DATA IN THIS EXERCISE
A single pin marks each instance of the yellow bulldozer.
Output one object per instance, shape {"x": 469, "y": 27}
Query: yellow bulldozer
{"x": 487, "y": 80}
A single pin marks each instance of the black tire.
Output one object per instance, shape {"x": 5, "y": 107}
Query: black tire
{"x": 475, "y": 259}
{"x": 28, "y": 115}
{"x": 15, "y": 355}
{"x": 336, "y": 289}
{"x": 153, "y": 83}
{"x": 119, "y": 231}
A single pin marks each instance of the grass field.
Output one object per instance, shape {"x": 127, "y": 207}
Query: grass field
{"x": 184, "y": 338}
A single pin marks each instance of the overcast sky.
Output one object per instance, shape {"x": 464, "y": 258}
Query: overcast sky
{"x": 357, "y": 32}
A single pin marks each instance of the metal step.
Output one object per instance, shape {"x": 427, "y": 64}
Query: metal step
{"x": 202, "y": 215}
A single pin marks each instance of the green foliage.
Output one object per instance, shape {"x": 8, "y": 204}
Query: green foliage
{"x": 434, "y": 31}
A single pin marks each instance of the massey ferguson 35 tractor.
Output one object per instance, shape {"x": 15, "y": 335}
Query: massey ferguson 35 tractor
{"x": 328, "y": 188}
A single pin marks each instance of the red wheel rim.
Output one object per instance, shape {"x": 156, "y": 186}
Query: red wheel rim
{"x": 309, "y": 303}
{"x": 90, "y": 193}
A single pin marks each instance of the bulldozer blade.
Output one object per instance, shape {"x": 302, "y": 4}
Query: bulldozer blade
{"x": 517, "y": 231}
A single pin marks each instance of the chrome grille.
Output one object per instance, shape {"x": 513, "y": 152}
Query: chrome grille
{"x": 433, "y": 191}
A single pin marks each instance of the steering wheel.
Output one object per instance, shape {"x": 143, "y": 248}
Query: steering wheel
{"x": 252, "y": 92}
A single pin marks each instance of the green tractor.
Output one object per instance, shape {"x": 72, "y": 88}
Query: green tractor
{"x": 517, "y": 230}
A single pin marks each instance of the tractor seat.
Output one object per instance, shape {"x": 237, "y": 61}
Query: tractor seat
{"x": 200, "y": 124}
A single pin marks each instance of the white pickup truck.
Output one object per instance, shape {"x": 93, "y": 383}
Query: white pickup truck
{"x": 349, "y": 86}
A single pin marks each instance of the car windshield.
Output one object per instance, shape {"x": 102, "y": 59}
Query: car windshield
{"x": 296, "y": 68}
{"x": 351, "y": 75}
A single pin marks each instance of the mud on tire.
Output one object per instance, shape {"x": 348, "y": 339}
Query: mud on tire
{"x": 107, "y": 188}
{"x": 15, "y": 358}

GIVEN PROBLEM
Restate the data above exactly, keeping each word as it stands.

EXERCISE RESPONSE
A single pin marks each instance of the yellow bulldozer.
Output one object per instance, shape {"x": 469, "y": 27}
Query: yellow bulldozer
{"x": 487, "y": 80}
A single pin marks each instance of the black tire.
Output one object per instance, shape {"x": 5, "y": 107}
Query: black tire
{"x": 475, "y": 259}
{"x": 28, "y": 115}
{"x": 15, "y": 355}
{"x": 336, "y": 289}
{"x": 153, "y": 83}
{"x": 119, "y": 231}
A single pin marks each instance of the grass field.
Output one object per instance, shape {"x": 127, "y": 207}
Query: grass field
{"x": 184, "y": 338}
A single pin marks each instance of the overcast sky.
Output one object per instance, shape {"x": 464, "y": 258}
Query: overcast sky
{"x": 357, "y": 32}
A single pin marks each instance of the metal step.
Output one object per instance, shape {"x": 427, "y": 64}
Query: metal step
{"x": 202, "y": 215}
A single pin marks each instance of the green foliage.
Output one object per instance, shape {"x": 8, "y": 204}
Query: green foliage
{"x": 434, "y": 31}
A single pin marks each instance of the massey ferguson 35 tractor.
Output one object per instance, shape {"x": 15, "y": 335}
Query: massey ferguson 35 tractor
{"x": 328, "y": 188}
A single pin marks each instance of the red wheel rim.
Output one object per instance, shape {"x": 156, "y": 186}
Query: red wheel rim
{"x": 309, "y": 303}
{"x": 90, "y": 193}
A single pin marks each instance of the bulldozer blade.
Output one object per instance, shape {"x": 302, "y": 4}
Query: bulldozer blade
{"x": 517, "y": 231}
A single pin marks each instance of the chrome grille.
Output one object per instance, shape {"x": 513, "y": 152}
Query: chrome grille
{"x": 433, "y": 191}
A single pin marks each instance of the steering wheel.
Output one object per instance, shape {"x": 143, "y": 248}
Query: steering wheel
{"x": 252, "y": 92}
A single pin marks each instance of the green tractor.
Output one object per instance, shape {"x": 72, "y": 88}
Query: green tractor
{"x": 517, "y": 230}
A single pin marks each instance of the tractor seat.
Output one object per instance, shape {"x": 237, "y": 61}
Query: tractor seat
{"x": 200, "y": 124}
A single pin marks each instance of the white pickup truck.
Output one object per instance, shape {"x": 93, "y": 383}
Query: white pickup truck
{"x": 349, "y": 86}
A single pin marks each instance of the car windshield.
Output one object per instance, shape {"x": 102, "y": 59}
Query: car windshield
{"x": 296, "y": 68}
{"x": 351, "y": 75}
A single pin marks each instance of the mud on tire.
Output one object per instance, shape {"x": 348, "y": 339}
Query: mud on tire
{"x": 107, "y": 188}
{"x": 15, "y": 358}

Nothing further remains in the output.